#### Supplied material ####

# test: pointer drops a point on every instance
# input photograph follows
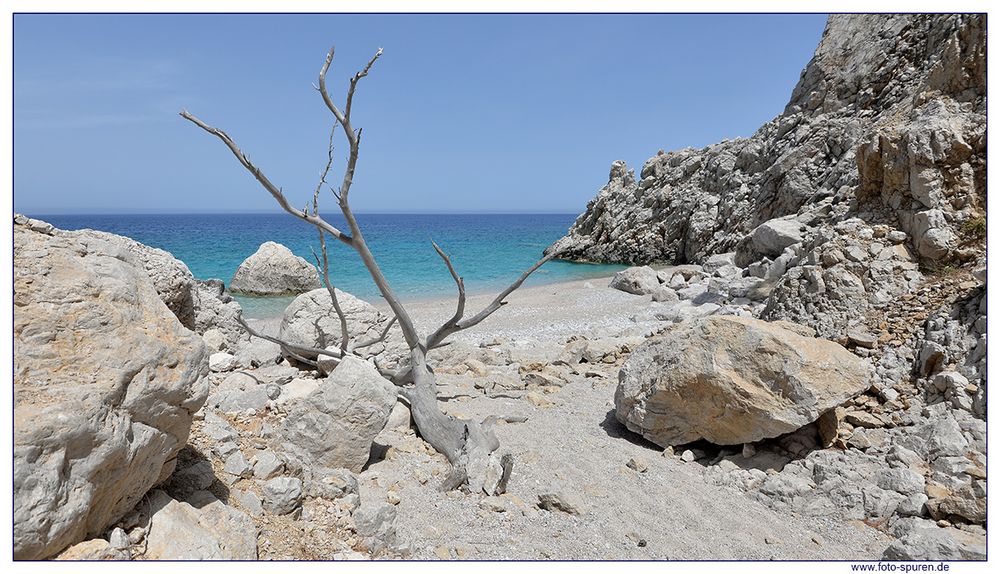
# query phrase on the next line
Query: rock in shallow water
(274, 270)
(732, 380)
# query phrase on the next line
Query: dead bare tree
(468, 445)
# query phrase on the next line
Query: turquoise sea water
(488, 250)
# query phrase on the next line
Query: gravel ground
(578, 449)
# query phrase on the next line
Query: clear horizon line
(272, 212)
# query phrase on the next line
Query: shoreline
(481, 296)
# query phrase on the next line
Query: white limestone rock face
(732, 380)
(274, 270)
(334, 426)
(907, 143)
(106, 380)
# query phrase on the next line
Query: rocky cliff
(887, 123)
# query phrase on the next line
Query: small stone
(896, 237)
(539, 400)
(118, 539)
(282, 495)
(221, 362)
(864, 420)
(237, 465)
(637, 464)
(250, 502)
(561, 501)
(493, 504)
(267, 465)
(862, 339)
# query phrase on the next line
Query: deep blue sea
(488, 250)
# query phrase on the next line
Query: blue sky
(463, 113)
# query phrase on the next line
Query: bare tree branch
(345, 335)
(357, 237)
(354, 83)
(326, 170)
(441, 331)
(296, 350)
(275, 192)
(468, 445)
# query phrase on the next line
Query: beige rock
(733, 380)
(106, 380)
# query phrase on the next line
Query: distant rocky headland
(794, 368)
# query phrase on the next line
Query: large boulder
(171, 278)
(199, 528)
(274, 270)
(732, 380)
(106, 381)
(334, 426)
(311, 321)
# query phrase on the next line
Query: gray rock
(198, 476)
(274, 270)
(770, 239)
(221, 362)
(267, 465)
(250, 502)
(901, 480)
(237, 393)
(310, 321)
(237, 465)
(635, 280)
(375, 523)
(330, 484)
(916, 141)
(664, 294)
(106, 381)
(296, 389)
(924, 544)
(200, 528)
(282, 494)
(913, 505)
(334, 425)
(171, 278)
(561, 501)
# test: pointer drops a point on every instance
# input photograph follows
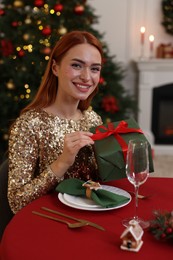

####

Description of the task ▸ Without including any picture, set down every line above exactly as it stands.

Result ▸
# test: pointer drops a point on every instance
# input photograph follows
# query phrase on the next line
Query: rock in shallow water
(274, 270)
(732, 380)
# query phrase on the next line
Query: dead bare tree
(468, 445)
# query phrase on the next line
Query: turquoise sea water
(488, 250)
# query phrase on the next line
Query: gravel ground
(578, 449)
# query phrase on the next line
Query: clear horizon line
(272, 212)
# query phrase on the next line
Query: shoreline
(481, 296)
# query phrase on the next line
Query: white limestone rock face
(732, 380)
(274, 270)
(334, 426)
(907, 143)
(106, 380)
# query phrase on the next line
Query: rocky cliff
(887, 123)
# query phrase on the next line
Query: small stone
(896, 237)
(539, 400)
(118, 539)
(282, 495)
(221, 362)
(864, 420)
(237, 465)
(637, 464)
(250, 502)
(561, 501)
(493, 504)
(267, 465)
(862, 339)
# query phrase on the next line
Query: deep blue sea
(488, 250)
# query phrase on the next line
Query: blue sky
(463, 113)
# query phrase on the next line
Query: bare tree branch
(345, 335)
(357, 237)
(354, 83)
(326, 170)
(441, 331)
(296, 350)
(275, 192)
(468, 445)
# query phrase on the next line
Query: beige rock
(733, 380)
(106, 380)
# query phrase on the next line
Query: distant rocky headland
(794, 368)
# query phrase on the next line
Query: large boulder
(171, 278)
(199, 528)
(274, 270)
(732, 380)
(106, 381)
(334, 426)
(311, 321)
# query phrase on the next line
Query: gray rock
(198, 476)
(274, 270)
(770, 239)
(221, 362)
(267, 465)
(250, 502)
(901, 480)
(237, 393)
(310, 321)
(237, 465)
(635, 280)
(375, 523)
(330, 484)
(916, 141)
(664, 294)
(106, 381)
(296, 389)
(924, 544)
(200, 528)
(282, 494)
(913, 505)
(334, 425)
(171, 278)
(561, 501)
# test: pointer drops a point on every instance
# input photograph follows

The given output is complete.